Task to complete: Your task is to give the records again exactly. Leave each picture out.

Data items
○ ○ ○ ○

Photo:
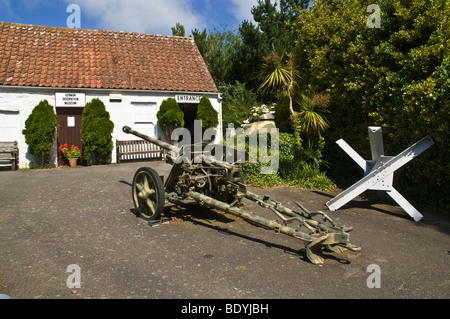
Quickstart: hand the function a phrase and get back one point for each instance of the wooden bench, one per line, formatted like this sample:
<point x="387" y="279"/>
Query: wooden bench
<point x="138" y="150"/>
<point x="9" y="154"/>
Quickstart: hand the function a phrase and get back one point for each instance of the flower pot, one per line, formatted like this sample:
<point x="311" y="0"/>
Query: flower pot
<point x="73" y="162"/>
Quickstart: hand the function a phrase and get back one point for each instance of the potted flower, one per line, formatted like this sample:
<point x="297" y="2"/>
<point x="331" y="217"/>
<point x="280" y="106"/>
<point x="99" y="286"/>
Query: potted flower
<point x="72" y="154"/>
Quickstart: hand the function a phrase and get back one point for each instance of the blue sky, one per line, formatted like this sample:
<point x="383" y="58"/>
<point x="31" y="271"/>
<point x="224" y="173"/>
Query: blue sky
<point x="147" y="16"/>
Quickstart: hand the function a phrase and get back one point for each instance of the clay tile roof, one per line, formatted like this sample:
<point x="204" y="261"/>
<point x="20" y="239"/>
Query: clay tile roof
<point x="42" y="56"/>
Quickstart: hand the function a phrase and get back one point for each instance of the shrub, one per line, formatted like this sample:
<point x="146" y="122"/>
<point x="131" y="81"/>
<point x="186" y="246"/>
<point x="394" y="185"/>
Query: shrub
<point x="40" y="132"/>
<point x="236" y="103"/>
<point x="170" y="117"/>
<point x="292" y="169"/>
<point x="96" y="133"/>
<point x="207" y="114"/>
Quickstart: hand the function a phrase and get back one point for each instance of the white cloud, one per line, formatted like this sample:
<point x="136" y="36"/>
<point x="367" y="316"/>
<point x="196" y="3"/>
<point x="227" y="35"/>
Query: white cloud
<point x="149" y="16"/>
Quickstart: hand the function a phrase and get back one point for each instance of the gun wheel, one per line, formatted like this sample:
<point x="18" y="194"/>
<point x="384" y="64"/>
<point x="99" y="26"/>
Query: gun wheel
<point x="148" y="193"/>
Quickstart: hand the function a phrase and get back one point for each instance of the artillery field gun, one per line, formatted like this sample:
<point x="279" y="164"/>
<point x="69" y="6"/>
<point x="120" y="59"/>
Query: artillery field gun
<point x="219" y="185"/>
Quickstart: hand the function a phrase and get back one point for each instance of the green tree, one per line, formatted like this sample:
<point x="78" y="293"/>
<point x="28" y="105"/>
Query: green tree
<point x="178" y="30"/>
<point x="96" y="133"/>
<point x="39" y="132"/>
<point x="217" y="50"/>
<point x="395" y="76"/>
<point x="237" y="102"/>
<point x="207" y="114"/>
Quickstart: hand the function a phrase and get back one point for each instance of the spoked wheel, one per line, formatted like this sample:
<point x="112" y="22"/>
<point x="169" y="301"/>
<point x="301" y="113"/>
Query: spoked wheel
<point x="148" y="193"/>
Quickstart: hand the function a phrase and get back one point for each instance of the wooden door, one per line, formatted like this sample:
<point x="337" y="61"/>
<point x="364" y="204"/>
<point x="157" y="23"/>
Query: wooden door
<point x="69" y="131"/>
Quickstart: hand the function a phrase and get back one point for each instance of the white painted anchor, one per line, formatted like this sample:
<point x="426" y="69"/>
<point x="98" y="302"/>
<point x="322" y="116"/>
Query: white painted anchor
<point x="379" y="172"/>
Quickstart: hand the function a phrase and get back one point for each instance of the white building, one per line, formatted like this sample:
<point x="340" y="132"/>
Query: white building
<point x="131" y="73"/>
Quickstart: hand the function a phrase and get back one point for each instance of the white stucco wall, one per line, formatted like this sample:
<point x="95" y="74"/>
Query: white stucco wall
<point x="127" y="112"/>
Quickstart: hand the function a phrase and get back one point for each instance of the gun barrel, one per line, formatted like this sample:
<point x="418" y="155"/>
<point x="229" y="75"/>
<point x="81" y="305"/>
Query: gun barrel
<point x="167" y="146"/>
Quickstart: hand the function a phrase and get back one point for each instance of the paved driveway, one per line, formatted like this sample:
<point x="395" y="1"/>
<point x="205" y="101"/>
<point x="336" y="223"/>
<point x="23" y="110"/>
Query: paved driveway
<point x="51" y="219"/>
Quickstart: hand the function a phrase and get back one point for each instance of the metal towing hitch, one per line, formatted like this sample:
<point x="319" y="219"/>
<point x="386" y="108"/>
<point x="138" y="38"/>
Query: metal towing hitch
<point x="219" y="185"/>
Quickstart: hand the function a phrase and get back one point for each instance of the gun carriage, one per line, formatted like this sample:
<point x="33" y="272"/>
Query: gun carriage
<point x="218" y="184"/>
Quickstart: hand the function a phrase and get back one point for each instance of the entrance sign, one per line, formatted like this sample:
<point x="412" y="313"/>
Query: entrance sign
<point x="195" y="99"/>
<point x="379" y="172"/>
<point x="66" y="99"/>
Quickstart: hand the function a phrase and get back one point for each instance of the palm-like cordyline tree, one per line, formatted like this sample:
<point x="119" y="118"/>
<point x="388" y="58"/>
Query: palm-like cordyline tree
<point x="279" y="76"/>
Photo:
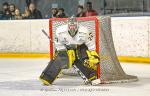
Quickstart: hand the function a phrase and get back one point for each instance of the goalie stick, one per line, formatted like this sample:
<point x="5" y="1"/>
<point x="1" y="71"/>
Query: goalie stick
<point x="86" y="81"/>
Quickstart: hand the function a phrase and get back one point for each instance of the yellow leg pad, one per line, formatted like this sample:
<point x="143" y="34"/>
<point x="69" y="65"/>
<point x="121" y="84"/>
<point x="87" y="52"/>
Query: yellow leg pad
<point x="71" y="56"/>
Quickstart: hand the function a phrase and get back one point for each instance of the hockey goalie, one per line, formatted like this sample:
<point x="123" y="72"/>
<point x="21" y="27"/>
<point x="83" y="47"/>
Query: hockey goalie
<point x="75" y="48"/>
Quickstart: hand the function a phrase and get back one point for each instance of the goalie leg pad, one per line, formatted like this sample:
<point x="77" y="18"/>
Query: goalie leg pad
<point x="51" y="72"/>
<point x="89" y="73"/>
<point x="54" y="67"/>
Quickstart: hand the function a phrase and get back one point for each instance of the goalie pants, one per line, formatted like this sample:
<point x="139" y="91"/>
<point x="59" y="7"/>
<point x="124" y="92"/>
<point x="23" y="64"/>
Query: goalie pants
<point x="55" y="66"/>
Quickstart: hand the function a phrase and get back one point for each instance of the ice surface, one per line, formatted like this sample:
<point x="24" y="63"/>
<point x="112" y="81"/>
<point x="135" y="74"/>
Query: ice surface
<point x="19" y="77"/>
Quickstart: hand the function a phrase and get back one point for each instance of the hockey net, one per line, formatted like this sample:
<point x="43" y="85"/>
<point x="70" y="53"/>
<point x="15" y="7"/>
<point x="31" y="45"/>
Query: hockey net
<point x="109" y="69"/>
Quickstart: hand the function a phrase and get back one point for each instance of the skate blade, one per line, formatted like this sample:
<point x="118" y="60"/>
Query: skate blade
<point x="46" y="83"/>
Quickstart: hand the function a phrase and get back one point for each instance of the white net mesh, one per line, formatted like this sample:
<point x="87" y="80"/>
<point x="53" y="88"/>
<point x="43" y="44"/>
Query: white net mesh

○ ○ ○ ○

Task result:
Photo:
Quickstart: hand the function a phrase and get back one point for each instance of the wooden bench, one per line, formatted like this sample:
<point x="387" y="279"/>
Query: wooden bench
<point x="138" y="150"/>
<point x="9" y="154"/>
Quickstart: hand the function a phrase and get back one point for each instance of the flower pot, one per line, formatted like this sample:
<point x="311" y="0"/>
Query: flower pot
<point x="73" y="162"/>
Quickstart: hand the function a phrase and get back one point for each instance of the potted flower, one per line, formatted like this sample:
<point x="297" y="2"/>
<point x="331" y="217"/>
<point x="280" y="106"/>
<point x="99" y="286"/>
Query: potted flower
<point x="72" y="154"/>
Quickstart: hand the function a phrase and get back one point for each instance of the blue sky, one per line, formatted like this sample:
<point x="383" y="58"/>
<point x="31" y="271"/>
<point x="224" y="173"/>
Query: blue sky
<point x="147" y="16"/>
Quickstart: hand the function a phrase and get back one point for each instance of the clay tile roof, one per line, formatted like this sample:
<point x="204" y="261"/>
<point x="20" y="239"/>
Query: clay tile roof
<point x="42" y="56"/>
Quickstart: hand the function a phrase and get back one point for each instance of the shrub, one per line, formatted like this sample:
<point x="146" y="122"/>
<point x="131" y="81"/>
<point x="186" y="246"/>
<point x="394" y="185"/>
Query: shrub
<point x="40" y="132"/>
<point x="236" y="103"/>
<point x="170" y="117"/>
<point x="292" y="169"/>
<point x="96" y="133"/>
<point x="207" y="114"/>
Quickstart: hand the function a phrase and get back one point for each instance of the white cloud, one per line, formatted like this sample:
<point x="136" y="36"/>
<point x="367" y="316"/>
<point x="196" y="3"/>
<point x="227" y="35"/>
Query: white cloud
<point x="149" y="16"/>
Quickstart: hand the function a phrase and get back one point for each instance of the gun wheel, one per line, formatted like this sample:
<point x="18" y="194"/>
<point x="384" y="64"/>
<point x="99" y="26"/>
Query: gun wheel
<point x="148" y="193"/>
Quickstart: hand the function a phrase and get back one point for each instance of the artillery field gun, one per line, formatted like this sample:
<point x="279" y="164"/>
<point x="69" y="6"/>
<point x="120" y="59"/>
Query: artillery field gun
<point x="219" y="185"/>
Quickstart: hand the function a phrase and get back one point for each instance of the green tree, one per line, formatted like this sample:
<point x="78" y="293"/>
<point x="28" y="105"/>
Query: green tree
<point x="178" y="30"/>
<point x="96" y="133"/>
<point x="39" y="132"/>
<point x="217" y="50"/>
<point x="395" y="76"/>
<point x="237" y="102"/>
<point x="207" y="114"/>
Quickstart: hand the function a phrase and get back one point for each instance of the spoked wheel, one per line, formatted like this sample:
<point x="112" y="22"/>
<point x="169" y="301"/>
<point x="301" y="113"/>
Query: spoked wheel
<point x="148" y="193"/>
Quickstart: hand the function a phrase and get back one point for each instance of the wooden door, one per line, formatted like this sample:
<point x="337" y="61"/>
<point x="364" y="204"/>
<point x="157" y="23"/>
Query: wooden door
<point x="69" y="131"/>
Quickstart: hand the function a phrase and get back one point for each instance of the white painted anchor, one per line, formatted like this sample:
<point x="426" y="69"/>
<point x="98" y="302"/>
<point x="322" y="116"/>
Query: white painted anchor
<point x="379" y="172"/>
Quickstart: hand the function a phrase and get back one point for each instance of the white building, one per line, formatted like this sample:
<point x="340" y="132"/>
Query: white building
<point x="131" y="73"/>
Quickstart: hand the function a phrase and get back one point for each instance of the white stucco wall, one per line, formatted like this sample:
<point x="95" y="74"/>
Query: white stucco wall
<point x="127" y="112"/>
Quickstart: hand the function a phrase and get back one point for each instance of the gun barrel, one per line, formatted like this sample:
<point x="418" y="155"/>
<point x="229" y="75"/>
<point x="81" y="305"/>
Query: gun barrel
<point x="167" y="146"/>
Quickstart: hand the function a phrase and get back one point for each instance of the paved driveway, one per line, formatted like this sample:
<point x="395" y="1"/>
<point x="205" y="101"/>
<point x="336" y="223"/>
<point x="23" y="110"/>
Query: paved driveway
<point x="51" y="219"/>
Quickstart: hand the function a phrase and get back one point for each instance of the metal towing hitch, one per line, formatted like this sample:
<point x="319" y="219"/>
<point x="386" y="108"/>
<point x="138" y="38"/>
Query: metal towing hitch
<point x="219" y="185"/>
Quickstart: hand the function a phrase and get back one point for each instance of the gun carriage, one per line, formatted like this sample:
<point x="33" y="272"/>
Query: gun carriage
<point x="218" y="184"/>
Quickstart: hand the function a phrase and get back one point for each instance of the entrance sign, one per line, formatted like this sample:
<point x="412" y="313"/>
Query: entrance sign
<point x="195" y="99"/>
<point x="379" y="172"/>
<point x="66" y="99"/>
Quickstart: hand the function a phrase and get back one point for each instance of the palm-like cordyline tree, one per line, formatted like this sample:
<point x="119" y="118"/>
<point x="388" y="58"/>
Query: palm-like cordyline tree
<point x="279" y="76"/>
Photo:
Quickstart: hand the function a phrase and get back one point for each instance of the goalie stick, one per line, formatted like this sample:
<point x="5" y="1"/>
<point x="1" y="71"/>
Query: goalie stick
<point x="86" y="81"/>
Quickstart: hand the function a phrase and get back one point for each instance of the yellow leg pad, one per line, formatted like this sample:
<point x="143" y="34"/>
<point x="69" y="65"/>
<point x="121" y="84"/>
<point x="87" y="52"/>
Query: yellow leg pad
<point x="71" y="56"/>
Quickstart: hand the function a phrase and get back one point for each instance of the hockey goalie, one per line, formatted like this sample:
<point x="123" y="72"/>
<point x="21" y="27"/>
<point x="83" y="47"/>
Query: hockey goalie
<point x="75" y="48"/>
Quickstart: hand the function a phrase and get back one point for each instance of the goalie leg pad, one per line, formatted like this sample:
<point x="77" y="18"/>
Query: goalie leg pad
<point x="51" y="72"/>
<point x="89" y="73"/>
<point x="54" y="67"/>
Quickstart: hand the function a phrase and get back one point for each instance of the goalie pants, one per line, formatted like this sample:
<point x="139" y="91"/>
<point x="59" y="7"/>
<point x="124" y="92"/>
<point x="23" y="64"/>
Query: goalie pants
<point x="55" y="66"/>
Quickstart: hand the function a phrase and get back one point for each instance of the ice surface, one per line, formatted like this sample:
<point x="24" y="63"/>
<point x="112" y="81"/>
<point x="135" y="74"/>
Query: ice surface
<point x="19" y="77"/>
Quickstart: hand the function a phrase and get back one point for each instance of the hockey net, one per line, formatted like this sample:
<point x="43" y="85"/>
<point x="70" y="53"/>
<point x="15" y="7"/>
<point x="31" y="45"/>
Query: hockey net
<point x="109" y="69"/>
Quickstart: hand the function a phrase and get back one point for each instance of the skate blade, one per line, formatted like this sample:
<point x="118" y="60"/>
Query: skate blade
<point x="46" y="83"/>
Quickstart: hand the function a phrase and get back one point for each instance of the white net mesh, one per line, formatted like this sample:
<point x="87" y="80"/>
<point x="53" y="88"/>
<point x="43" y="44"/>
Query: white net mesh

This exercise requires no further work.